begin RECORDS

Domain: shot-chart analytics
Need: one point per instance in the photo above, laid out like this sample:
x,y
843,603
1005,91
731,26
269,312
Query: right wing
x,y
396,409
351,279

end RECORDS

__WHAT YOU NEED TO DO__. Rewrite the data, replacing "right wing" with "left wing" and leaving every other line unchanged.

__THE ANSWER__.
Domain: shot-chart analytics
Need: one point per instance in the photo above, laid out like this sample:
x,y
843,603
1005,91
731,26
269,312
Query: left wing
x,y
396,409
351,279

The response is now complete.